[INPUT DATA Boundary: Start]

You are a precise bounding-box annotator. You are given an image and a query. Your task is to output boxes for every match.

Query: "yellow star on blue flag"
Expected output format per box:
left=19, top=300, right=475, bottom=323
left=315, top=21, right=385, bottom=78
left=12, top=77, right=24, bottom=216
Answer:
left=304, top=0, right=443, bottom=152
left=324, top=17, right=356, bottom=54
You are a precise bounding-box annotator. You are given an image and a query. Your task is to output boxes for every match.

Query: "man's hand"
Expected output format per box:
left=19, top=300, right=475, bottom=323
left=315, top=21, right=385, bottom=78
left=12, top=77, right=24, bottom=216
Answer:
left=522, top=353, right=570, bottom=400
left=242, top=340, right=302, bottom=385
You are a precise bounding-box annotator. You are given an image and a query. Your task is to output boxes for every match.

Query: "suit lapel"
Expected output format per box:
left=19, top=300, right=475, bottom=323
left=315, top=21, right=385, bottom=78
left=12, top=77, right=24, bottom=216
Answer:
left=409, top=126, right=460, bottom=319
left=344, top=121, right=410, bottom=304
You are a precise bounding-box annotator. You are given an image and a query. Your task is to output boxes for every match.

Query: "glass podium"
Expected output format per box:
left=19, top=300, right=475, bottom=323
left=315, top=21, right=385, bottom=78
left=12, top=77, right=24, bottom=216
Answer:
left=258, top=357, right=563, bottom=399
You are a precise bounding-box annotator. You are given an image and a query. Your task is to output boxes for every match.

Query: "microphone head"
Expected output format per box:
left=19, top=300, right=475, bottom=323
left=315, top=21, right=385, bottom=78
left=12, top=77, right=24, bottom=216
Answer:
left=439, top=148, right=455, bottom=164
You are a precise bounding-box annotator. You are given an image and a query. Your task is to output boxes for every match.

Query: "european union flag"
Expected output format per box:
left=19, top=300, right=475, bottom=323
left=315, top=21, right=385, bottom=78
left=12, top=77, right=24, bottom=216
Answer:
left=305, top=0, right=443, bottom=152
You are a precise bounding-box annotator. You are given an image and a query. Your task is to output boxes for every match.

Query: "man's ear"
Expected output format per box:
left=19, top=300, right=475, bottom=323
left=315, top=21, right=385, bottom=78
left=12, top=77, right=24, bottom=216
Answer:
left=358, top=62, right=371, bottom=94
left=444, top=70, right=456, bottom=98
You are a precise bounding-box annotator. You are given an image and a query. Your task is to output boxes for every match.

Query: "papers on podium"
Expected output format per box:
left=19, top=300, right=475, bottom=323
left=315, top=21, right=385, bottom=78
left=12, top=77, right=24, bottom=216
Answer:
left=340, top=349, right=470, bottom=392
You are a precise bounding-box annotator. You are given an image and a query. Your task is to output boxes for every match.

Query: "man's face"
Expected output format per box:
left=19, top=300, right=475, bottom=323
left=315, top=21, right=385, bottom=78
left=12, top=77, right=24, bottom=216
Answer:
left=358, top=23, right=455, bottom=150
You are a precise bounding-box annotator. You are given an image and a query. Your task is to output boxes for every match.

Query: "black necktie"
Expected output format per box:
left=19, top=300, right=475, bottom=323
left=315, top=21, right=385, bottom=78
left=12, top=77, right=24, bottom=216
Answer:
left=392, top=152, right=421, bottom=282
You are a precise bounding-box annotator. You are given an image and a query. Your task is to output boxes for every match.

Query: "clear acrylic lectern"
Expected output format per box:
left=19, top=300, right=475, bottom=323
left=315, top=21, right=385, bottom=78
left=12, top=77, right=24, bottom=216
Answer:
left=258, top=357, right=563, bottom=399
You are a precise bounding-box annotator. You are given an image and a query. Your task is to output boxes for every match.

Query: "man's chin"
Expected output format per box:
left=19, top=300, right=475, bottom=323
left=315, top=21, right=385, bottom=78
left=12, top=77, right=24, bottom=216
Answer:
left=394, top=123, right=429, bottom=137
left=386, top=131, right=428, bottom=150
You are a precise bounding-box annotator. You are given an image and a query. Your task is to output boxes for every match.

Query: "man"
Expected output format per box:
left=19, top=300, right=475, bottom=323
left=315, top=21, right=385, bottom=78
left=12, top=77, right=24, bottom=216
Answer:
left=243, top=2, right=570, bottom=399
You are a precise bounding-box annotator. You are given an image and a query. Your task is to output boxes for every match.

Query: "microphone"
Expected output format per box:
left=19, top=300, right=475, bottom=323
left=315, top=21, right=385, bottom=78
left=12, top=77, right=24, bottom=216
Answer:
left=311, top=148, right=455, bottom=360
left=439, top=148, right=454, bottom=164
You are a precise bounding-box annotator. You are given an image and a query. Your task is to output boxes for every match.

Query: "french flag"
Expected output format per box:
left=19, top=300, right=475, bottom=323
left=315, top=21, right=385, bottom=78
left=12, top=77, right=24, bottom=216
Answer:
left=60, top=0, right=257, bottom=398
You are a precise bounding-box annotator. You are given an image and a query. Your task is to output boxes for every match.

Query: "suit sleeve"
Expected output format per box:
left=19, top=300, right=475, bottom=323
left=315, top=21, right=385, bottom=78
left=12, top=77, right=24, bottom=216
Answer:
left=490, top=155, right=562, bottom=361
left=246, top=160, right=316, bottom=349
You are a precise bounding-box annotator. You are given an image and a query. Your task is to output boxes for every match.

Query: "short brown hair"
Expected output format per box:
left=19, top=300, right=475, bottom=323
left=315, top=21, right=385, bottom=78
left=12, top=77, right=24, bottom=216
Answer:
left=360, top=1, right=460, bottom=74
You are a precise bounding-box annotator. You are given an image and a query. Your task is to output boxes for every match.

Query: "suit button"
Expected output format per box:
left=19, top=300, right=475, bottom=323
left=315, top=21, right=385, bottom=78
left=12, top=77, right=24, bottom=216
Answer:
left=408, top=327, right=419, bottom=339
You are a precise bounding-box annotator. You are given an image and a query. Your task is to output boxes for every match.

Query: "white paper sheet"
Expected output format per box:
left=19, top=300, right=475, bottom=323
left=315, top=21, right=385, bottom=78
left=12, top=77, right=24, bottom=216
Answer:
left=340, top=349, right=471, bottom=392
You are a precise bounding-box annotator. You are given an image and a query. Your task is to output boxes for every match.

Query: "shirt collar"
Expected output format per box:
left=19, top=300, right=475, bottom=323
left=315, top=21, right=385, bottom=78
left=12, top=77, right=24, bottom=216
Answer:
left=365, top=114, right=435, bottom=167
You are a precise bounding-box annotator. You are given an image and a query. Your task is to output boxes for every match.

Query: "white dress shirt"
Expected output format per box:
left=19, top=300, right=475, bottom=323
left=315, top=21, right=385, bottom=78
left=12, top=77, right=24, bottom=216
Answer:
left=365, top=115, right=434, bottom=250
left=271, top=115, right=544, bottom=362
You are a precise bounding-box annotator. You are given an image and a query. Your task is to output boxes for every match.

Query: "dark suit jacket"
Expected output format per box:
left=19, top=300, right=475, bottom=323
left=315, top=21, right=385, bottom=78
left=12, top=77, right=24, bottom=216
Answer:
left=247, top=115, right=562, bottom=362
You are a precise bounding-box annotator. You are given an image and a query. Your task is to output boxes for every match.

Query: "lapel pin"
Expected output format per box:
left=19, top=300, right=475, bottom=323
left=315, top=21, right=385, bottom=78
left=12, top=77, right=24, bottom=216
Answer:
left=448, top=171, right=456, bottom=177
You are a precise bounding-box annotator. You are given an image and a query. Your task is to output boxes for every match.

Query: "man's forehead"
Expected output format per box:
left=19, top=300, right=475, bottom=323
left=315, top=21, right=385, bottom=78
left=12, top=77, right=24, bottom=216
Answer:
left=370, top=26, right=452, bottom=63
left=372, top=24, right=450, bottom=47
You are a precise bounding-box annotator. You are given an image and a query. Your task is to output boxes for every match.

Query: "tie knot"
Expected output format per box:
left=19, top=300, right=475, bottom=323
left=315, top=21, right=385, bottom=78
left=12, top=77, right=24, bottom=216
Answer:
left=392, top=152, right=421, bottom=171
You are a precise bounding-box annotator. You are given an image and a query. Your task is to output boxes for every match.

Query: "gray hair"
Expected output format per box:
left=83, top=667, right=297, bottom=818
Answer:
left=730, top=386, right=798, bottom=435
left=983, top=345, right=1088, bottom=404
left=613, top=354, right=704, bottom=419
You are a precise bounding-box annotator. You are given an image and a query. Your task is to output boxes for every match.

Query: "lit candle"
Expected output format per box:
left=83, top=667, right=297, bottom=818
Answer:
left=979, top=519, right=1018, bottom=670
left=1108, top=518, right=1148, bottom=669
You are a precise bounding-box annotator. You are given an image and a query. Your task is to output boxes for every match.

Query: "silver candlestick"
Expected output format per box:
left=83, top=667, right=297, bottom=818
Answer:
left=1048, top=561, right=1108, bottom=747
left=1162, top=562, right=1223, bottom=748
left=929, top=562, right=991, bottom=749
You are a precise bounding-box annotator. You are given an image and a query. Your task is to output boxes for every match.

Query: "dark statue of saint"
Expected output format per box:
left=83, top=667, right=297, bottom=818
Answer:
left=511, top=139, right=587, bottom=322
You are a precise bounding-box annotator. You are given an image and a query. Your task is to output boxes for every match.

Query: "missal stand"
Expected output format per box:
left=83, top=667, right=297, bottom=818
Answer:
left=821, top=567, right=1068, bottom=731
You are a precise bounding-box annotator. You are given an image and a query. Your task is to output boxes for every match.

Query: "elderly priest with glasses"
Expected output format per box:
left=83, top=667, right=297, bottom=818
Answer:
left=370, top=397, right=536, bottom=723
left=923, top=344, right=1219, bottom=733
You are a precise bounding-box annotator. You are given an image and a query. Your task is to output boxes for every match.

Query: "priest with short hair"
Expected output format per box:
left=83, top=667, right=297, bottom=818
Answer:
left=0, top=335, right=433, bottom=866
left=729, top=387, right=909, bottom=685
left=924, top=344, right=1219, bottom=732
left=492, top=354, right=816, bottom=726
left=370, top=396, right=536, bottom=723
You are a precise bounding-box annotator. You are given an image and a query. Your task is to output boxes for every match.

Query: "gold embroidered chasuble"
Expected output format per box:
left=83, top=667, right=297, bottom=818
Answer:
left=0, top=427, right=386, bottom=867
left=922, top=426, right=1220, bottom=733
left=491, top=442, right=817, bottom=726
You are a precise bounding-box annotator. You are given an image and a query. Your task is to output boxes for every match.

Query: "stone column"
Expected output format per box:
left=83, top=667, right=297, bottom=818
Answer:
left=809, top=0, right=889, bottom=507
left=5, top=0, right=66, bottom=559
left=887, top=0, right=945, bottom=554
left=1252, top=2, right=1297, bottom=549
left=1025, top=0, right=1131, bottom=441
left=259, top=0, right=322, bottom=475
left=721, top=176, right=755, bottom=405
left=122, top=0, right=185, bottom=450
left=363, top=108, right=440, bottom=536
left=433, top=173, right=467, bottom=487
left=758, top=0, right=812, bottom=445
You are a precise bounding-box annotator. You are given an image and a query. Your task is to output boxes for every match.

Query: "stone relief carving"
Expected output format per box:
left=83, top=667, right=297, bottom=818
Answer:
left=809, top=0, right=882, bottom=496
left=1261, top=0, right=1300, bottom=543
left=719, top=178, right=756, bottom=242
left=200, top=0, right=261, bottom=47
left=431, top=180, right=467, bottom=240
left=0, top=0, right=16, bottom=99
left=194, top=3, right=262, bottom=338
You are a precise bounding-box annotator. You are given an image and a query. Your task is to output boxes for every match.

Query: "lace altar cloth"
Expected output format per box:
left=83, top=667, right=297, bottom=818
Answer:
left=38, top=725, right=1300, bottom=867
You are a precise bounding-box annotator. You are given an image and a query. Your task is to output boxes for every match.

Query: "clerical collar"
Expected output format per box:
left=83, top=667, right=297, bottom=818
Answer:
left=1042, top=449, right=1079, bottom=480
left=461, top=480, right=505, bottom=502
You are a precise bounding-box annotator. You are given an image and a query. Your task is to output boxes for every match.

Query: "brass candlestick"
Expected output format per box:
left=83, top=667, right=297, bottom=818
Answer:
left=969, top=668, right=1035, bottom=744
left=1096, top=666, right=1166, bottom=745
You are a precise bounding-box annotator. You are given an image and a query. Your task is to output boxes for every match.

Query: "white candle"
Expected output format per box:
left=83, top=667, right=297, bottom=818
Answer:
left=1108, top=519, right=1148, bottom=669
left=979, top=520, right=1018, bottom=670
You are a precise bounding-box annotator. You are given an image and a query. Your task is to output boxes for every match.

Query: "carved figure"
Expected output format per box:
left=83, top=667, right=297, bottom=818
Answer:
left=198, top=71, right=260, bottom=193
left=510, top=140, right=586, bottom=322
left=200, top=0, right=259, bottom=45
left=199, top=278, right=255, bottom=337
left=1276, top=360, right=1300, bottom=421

[INPUT DATA Boundary: End]

Every line of the records containing the word "with" must appear in the answer.

(YOUR RESPONSE)
Query: "elderly priest with glasses"
Query: "priest with short hair"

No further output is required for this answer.